- _Task directions_:
In the listing that follows, find the lines with the string "below" and report how many there are, without commentary.
=== Section Start ===
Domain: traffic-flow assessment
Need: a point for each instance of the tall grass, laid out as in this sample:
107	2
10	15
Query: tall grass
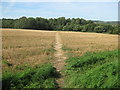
42	76
93	70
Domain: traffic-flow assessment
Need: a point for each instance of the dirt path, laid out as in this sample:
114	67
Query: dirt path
60	57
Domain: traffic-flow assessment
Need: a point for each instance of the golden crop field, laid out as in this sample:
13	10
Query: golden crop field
77	43
24	48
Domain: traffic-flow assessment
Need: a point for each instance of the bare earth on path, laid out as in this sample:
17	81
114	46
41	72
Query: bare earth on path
60	60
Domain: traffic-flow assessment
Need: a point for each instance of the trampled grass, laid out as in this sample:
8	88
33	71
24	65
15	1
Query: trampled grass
27	56
93	70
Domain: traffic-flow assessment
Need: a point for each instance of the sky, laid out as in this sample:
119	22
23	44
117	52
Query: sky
104	11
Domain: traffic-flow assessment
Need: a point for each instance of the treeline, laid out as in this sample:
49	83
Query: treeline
61	23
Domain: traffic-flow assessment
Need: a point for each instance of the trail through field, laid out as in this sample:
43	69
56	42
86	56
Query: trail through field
60	60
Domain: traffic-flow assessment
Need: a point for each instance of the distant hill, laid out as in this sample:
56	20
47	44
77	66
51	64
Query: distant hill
106	22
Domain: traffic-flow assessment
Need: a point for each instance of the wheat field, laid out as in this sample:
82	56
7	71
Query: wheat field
23	48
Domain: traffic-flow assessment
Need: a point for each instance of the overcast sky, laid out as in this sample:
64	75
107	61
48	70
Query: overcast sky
106	11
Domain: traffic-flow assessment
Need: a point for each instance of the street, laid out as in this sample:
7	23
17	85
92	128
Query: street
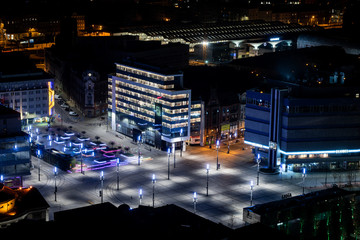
229	187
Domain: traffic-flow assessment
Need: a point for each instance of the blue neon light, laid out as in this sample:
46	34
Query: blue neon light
338	151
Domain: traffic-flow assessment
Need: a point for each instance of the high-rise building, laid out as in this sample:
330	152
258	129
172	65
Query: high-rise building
14	145
149	102
312	128
26	89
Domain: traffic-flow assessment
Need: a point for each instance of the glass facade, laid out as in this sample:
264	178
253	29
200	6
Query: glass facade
150	104
15	155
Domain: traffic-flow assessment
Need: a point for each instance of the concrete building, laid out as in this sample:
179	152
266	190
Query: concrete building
17	204
218	42
325	214
81	67
14	145
149	102
304	127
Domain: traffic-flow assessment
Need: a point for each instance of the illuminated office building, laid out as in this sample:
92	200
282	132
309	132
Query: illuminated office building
315	128
25	89
149	102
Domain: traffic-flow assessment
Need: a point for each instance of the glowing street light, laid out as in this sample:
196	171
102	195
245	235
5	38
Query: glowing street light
117	173
55	175
207	179
139	155
258	160
140	196
38	153
102	186
169	152
181	145
194	200
304	176
153	181
217	154
251	190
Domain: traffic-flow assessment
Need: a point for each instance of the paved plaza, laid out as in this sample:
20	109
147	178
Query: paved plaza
229	187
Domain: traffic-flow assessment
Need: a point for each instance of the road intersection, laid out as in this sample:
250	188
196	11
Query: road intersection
229	187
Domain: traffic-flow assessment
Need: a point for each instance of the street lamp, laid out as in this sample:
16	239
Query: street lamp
169	163
102	186
258	160
251	189
194	200
181	145
153	181
217	154
304	176
140	196
81	160
38	153
173	145
117	173
55	175
139	150
207	179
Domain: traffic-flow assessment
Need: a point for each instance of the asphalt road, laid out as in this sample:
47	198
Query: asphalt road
229	187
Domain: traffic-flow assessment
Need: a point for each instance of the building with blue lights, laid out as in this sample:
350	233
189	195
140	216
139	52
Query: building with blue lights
149	102
312	127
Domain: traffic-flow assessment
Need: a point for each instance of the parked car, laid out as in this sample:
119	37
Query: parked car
64	105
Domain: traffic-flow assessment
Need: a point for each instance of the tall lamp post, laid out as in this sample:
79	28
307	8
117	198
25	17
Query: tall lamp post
139	150
169	152
38	153
217	154
258	160
140	196
251	190
194	200
102	186
153	181
81	160
181	145
117	173
207	179
304	176
173	145
55	175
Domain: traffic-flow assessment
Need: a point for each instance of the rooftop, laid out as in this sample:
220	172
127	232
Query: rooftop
212	32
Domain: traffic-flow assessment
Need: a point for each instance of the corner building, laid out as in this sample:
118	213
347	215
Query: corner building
149	102
316	129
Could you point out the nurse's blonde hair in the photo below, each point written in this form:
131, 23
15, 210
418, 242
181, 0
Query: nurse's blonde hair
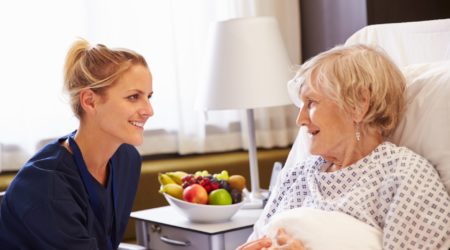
95, 67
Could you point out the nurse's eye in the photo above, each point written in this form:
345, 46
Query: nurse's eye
310, 103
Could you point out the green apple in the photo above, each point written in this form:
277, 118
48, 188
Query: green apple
220, 197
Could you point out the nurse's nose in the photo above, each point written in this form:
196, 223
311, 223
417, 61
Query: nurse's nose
147, 109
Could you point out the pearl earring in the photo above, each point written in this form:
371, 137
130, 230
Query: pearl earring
358, 133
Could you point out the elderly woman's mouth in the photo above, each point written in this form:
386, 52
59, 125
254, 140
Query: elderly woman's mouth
315, 132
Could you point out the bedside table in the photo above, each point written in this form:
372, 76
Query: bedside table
164, 228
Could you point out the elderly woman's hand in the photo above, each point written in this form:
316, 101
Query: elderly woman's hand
260, 244
284, 242
287, 242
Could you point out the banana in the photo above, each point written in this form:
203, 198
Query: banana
164, 179
177, 176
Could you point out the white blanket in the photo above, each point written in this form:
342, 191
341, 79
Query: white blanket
323, 230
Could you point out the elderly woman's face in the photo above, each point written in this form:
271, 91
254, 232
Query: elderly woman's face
331, 129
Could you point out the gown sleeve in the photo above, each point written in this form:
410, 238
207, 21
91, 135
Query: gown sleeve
419, 214
280, 189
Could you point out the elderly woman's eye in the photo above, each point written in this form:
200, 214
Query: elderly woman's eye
310, 103
133, 97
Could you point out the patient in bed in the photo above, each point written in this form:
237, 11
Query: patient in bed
356, 186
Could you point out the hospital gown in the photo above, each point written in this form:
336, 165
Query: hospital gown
392, 189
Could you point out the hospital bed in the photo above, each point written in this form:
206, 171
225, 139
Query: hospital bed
422, 51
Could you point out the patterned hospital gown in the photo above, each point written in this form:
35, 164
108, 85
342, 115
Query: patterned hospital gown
392, 189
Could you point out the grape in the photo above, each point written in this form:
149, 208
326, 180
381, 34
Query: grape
224, 184
236, 196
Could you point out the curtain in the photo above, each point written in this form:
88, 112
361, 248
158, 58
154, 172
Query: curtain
171, 34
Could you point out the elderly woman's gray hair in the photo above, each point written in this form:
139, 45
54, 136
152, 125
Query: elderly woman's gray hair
346, 74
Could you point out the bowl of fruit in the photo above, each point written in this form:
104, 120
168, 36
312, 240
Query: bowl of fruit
203, 197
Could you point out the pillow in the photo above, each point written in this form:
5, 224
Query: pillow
425, 128
325, 230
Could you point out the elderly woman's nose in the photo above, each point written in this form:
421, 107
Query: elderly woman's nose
302, 117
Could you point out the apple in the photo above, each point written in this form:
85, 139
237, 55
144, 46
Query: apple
195, 193
220, 197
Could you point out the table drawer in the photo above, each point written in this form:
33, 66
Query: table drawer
163, 237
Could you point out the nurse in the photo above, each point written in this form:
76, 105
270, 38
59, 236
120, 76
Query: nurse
77, 192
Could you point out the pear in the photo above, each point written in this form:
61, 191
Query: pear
173, 190
177, 176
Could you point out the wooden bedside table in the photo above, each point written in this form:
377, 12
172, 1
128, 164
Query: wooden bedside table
164, 228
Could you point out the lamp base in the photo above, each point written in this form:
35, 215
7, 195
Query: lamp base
254, 200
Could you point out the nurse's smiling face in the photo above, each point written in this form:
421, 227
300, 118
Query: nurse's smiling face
331, 129
124, 108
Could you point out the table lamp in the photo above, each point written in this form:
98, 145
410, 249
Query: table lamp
247, 67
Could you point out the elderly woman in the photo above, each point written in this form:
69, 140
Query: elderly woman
351, 100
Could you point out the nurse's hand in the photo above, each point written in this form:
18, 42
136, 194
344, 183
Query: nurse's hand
261, 244
287, 242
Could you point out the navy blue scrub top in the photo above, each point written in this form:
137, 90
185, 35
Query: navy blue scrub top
47, 206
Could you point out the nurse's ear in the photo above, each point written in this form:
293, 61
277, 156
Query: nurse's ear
88, 100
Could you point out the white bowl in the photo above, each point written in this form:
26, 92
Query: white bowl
204, 213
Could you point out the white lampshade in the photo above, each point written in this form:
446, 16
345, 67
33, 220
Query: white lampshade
247, 66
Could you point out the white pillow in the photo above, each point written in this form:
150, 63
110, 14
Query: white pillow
325, 230
426, 126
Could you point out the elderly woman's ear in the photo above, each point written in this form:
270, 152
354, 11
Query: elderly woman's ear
362, 107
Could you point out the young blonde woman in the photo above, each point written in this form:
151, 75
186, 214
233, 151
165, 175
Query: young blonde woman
77, 192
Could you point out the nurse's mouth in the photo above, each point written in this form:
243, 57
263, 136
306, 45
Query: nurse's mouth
137, 124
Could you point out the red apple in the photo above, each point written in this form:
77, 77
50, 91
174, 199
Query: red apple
195, 193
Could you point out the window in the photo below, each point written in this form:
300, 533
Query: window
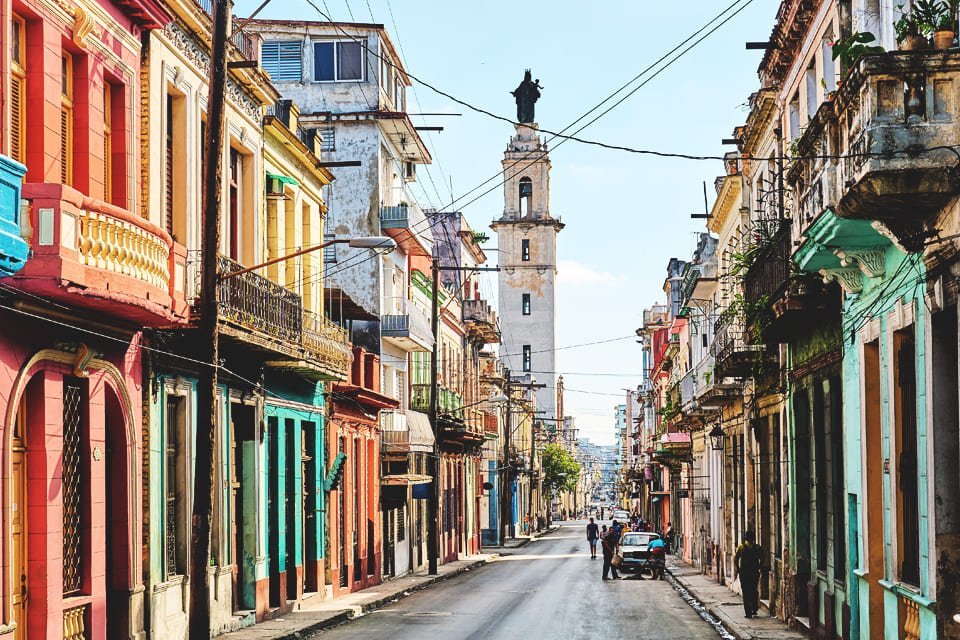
18, 91
176, 455
66, 119
107, 142
336, 60
234, 211
282, 60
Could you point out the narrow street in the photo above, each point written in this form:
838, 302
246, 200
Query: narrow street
548, 589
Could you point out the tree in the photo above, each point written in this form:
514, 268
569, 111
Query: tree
560, 470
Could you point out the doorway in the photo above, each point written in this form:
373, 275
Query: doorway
873, 500
116, 516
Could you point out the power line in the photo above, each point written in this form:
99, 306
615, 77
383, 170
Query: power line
541, 155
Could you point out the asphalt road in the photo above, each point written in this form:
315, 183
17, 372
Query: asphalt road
548, 589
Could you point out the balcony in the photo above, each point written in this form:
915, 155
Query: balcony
786, 301
894, 124
408, 327
93, 255
397, 221
258, 312
13, 248
404, 432
455, 429
481, 321
733, 352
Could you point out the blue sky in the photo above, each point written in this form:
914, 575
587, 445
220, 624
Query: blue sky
626, 215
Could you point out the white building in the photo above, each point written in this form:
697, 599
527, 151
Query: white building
527, 242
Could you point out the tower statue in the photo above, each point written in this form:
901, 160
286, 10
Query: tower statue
526, 95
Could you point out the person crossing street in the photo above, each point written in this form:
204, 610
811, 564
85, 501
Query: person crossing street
593, 534
609, 539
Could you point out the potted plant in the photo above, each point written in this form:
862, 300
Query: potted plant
945, 28
908, 33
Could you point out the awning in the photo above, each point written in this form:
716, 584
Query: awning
404, 479
282, 179
421, 434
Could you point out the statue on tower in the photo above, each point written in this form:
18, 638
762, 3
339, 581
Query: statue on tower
526, 95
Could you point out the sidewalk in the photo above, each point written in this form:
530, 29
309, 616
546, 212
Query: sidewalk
323, 614
727, 606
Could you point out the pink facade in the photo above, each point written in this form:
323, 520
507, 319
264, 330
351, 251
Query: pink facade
71, 429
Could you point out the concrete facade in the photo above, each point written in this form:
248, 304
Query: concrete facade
527, 241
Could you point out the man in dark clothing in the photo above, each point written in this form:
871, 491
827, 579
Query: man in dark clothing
669, 538
609, 539
593, 534
747, 564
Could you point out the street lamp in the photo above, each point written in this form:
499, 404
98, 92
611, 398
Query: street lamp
716, 437
363, 242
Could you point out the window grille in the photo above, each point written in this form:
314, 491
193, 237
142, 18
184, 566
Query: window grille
72, 510
327, 139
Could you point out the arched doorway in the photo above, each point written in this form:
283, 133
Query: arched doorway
71, 436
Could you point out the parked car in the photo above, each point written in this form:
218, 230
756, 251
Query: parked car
633, 548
=== Section End ===
- _Response area_:
2